• Brief:
Reproduce the full comment thread below about the LED and transistor circuit, word for word.
═════ Supplied passage
What could be the resistance value in series with the LED basically.
Thank you.
BB
Hey Benjamin,
The resistor in series with the LED is 470 Ohm.
Oyvind
Very Good Article.
Thank you Sir.
Thanks for your comment!
Oyvind
where do you find the value of a 100k ohms resistor?
Do you mean where to buy one? Here’s a list of places: http://www.build-electronic-circuits.com/buy-electronic-components/
Or do you mean how to find the value of a resistor? Then this might help: http://www.build-electronic-circuits.com/resistor-color-codes/
Best,
Oyvind
Thankyou very much for sharing this articals
its very useful for my electronic knowledge
Thankyou
That’s great!
Oyvind
it’s possible only to work in saturation region? the goal is to have fully turn on or off the led.
Thanks!
Hi Alex,
It turns fully on and off now. But are you looking for a sharper transition between on and off to avoid the half-on state?
Best,
Oyvind
Thanks for your quick reply!
Exactly, like a digital output
BR
You can use a transistor with higher gain. Maybe the TIP120 would work…
we are enjoying so much good artical which you have post
Great =)
══════════
═════ Supplied information
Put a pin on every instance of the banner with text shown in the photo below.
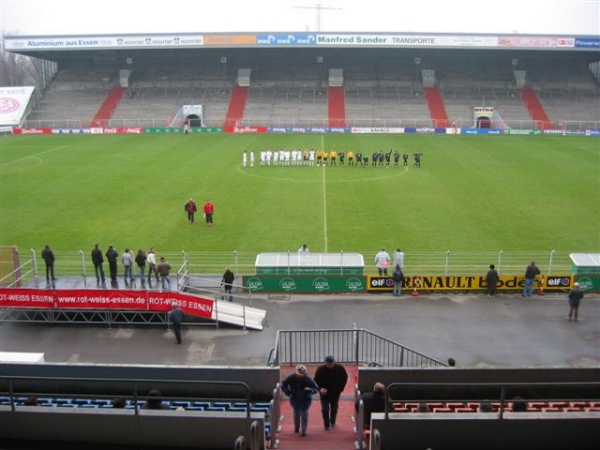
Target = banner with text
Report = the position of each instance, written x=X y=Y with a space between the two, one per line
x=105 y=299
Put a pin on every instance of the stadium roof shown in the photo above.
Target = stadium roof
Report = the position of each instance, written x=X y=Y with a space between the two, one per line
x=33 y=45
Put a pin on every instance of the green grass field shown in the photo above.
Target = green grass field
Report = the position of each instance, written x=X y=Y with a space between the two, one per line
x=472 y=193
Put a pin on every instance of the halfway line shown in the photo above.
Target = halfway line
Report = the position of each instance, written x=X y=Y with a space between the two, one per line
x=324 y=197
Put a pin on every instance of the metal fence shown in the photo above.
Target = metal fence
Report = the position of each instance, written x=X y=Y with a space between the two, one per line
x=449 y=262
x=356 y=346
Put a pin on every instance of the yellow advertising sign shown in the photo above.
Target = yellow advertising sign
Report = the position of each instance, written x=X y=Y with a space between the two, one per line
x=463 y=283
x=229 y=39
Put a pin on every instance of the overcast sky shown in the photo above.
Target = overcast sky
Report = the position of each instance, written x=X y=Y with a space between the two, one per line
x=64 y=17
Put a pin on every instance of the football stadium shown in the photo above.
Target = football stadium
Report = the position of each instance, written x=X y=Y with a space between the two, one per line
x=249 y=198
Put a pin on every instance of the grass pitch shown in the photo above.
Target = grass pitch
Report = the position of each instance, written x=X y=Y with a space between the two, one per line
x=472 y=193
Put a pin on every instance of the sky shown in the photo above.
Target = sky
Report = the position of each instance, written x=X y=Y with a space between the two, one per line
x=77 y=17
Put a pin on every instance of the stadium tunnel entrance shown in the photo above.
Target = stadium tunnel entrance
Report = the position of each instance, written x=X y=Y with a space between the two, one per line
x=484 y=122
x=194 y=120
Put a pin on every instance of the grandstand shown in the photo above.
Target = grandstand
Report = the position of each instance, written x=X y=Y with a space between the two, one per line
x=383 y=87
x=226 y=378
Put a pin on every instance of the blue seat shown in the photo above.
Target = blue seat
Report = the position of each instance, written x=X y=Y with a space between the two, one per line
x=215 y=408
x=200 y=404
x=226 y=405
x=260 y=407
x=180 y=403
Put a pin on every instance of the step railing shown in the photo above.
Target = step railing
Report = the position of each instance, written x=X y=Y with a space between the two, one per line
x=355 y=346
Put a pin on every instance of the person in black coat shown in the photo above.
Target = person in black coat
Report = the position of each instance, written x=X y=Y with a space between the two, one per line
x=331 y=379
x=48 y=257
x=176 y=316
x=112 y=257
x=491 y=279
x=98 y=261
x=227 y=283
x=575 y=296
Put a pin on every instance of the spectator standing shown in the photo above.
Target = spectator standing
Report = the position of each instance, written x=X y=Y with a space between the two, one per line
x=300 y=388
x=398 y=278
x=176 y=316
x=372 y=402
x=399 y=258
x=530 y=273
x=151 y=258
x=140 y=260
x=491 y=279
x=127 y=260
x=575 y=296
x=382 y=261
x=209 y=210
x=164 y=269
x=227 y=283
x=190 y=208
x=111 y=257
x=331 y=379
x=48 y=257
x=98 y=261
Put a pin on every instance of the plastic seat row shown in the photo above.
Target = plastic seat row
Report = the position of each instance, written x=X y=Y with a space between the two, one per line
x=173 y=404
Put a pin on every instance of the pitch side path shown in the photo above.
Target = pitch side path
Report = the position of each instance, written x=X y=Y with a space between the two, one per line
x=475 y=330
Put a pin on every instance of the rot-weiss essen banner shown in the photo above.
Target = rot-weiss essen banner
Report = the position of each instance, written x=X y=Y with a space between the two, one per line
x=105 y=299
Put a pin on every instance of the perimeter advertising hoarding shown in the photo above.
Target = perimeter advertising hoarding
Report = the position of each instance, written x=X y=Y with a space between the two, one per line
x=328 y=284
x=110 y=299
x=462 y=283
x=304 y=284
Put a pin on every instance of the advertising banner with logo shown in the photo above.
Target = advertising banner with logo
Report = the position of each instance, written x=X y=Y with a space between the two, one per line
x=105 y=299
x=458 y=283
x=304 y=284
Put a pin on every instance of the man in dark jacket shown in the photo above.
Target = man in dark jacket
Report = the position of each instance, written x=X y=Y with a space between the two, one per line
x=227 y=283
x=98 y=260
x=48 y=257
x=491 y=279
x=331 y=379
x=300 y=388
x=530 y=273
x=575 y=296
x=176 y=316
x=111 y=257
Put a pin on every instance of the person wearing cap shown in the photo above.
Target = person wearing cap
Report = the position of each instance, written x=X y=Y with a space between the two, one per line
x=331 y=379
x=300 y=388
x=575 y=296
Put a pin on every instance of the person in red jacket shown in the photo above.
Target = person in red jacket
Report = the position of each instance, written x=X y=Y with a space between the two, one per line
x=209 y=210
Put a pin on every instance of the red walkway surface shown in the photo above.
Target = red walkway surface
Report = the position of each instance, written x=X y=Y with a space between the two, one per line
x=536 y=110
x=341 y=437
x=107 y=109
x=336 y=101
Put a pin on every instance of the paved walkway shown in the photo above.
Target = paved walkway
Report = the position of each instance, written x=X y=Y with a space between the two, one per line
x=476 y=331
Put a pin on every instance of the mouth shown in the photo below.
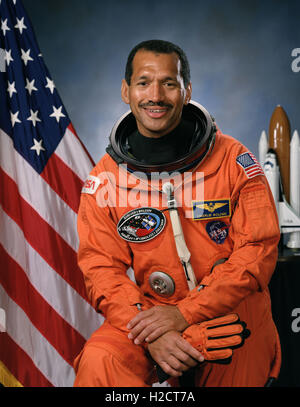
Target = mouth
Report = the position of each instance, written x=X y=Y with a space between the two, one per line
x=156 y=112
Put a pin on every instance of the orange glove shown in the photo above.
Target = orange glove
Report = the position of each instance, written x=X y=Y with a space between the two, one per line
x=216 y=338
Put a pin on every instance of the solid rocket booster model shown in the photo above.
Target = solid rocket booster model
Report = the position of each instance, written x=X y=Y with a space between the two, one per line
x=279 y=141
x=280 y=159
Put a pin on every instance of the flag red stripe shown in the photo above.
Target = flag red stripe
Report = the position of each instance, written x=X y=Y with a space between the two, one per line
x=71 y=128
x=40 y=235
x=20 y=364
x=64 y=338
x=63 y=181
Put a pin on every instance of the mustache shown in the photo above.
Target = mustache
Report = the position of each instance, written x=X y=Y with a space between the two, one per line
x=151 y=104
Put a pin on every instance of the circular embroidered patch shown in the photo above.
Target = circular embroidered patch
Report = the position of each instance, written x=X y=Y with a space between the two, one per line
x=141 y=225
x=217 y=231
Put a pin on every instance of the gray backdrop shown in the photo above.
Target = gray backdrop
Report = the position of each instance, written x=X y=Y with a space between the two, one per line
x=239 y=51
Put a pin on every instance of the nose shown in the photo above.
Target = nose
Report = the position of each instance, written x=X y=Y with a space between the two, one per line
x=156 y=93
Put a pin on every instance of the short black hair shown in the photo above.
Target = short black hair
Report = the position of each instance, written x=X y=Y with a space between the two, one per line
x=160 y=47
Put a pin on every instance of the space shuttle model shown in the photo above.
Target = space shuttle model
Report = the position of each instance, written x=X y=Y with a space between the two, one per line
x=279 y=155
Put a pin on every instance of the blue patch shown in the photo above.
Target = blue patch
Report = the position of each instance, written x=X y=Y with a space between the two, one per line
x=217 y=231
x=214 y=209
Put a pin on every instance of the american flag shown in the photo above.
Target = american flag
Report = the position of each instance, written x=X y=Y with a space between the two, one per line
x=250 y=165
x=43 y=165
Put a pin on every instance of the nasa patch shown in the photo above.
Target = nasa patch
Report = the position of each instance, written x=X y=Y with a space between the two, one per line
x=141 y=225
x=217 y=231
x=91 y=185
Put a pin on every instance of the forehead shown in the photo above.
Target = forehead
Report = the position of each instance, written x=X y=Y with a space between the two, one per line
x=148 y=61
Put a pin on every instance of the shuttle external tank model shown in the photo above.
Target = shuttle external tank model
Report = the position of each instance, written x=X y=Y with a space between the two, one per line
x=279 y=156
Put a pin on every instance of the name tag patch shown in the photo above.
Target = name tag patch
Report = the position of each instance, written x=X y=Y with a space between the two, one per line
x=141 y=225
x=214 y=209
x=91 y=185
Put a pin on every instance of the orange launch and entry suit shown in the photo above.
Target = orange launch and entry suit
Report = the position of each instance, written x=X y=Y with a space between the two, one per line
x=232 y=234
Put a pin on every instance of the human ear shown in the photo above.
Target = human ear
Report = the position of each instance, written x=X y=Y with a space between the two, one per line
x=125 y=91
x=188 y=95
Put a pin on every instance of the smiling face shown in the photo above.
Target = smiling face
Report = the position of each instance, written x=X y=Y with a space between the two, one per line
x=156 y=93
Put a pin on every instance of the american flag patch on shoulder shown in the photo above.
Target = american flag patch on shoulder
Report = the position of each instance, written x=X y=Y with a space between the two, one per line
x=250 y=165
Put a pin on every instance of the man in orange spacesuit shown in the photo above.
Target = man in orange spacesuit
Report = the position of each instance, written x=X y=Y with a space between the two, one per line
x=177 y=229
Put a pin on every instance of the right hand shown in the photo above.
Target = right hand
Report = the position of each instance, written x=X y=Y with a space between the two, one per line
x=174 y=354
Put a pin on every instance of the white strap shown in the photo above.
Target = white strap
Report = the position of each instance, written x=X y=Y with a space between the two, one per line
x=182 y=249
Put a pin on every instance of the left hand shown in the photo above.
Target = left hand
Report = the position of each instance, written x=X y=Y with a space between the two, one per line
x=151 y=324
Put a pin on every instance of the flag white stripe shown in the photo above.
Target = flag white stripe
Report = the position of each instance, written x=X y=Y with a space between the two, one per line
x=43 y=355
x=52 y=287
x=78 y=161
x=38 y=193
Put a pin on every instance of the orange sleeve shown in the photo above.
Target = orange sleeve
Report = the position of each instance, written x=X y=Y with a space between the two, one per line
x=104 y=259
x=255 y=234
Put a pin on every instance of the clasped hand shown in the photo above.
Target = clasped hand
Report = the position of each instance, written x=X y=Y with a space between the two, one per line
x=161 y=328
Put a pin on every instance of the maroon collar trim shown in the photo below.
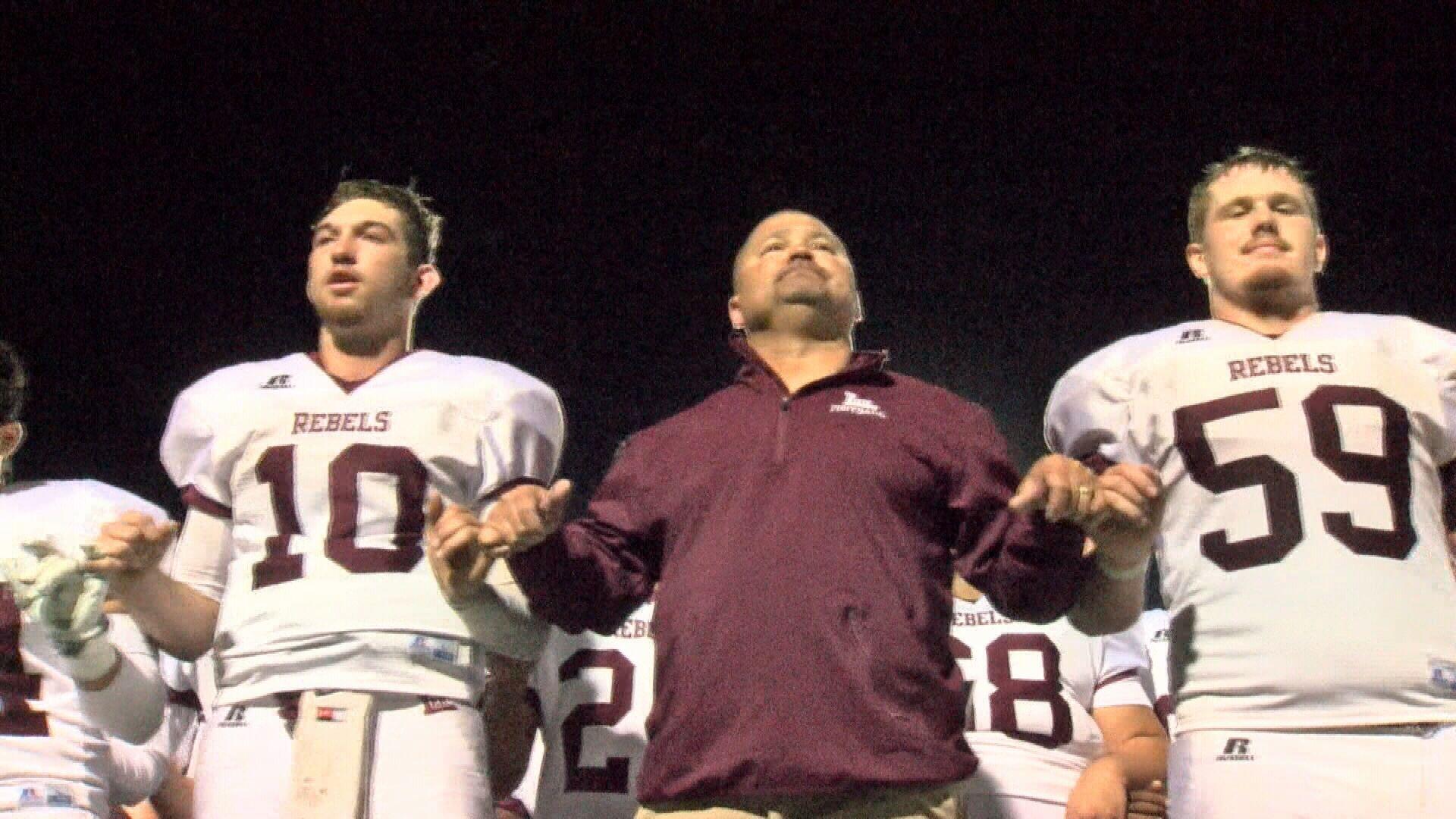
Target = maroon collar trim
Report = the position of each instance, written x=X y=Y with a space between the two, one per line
══════════
• Worked solution:
What could be the resistance value in series with the LED basically.
Thank you.
BB
Hey Benjamin,
The resistor in series with the LED is 470 Ohm.
Oyvind
Very Good Article.
Thank you Sir.
Thanks for your comment!
Oyvind
where do you find the value of a 100k ohms resistor?
Do you mean where to buy one? Here’s a list of places: http://www.build-electronic-circuits.com/buy-electronic-components/
Or do you mean how to find the value of a resistor? Then this might help: http://www.build-electronic-circuits.com/resistor-color-codes/
Best,
Oyvind
Thankyou very much for sharing this articals
its very useful for my electronic knowledge
Thankyou
That’s great!
Oyvind
it’s possible only to work in saturation region? the goal is to have fully turn on or off the led.
Thanks!
Hi Alex,
It turns fully on and off now. But are you looking for a sharper transition between on and off to avoid the half-on state?
Best,
Oyvind
Thanks for your quick reply!
Exactly, like a digital output
BR
You can use a transistor with higher gain. Maybe the TIP120 would work…
we are enjoying so much good artical which you have post
Great =)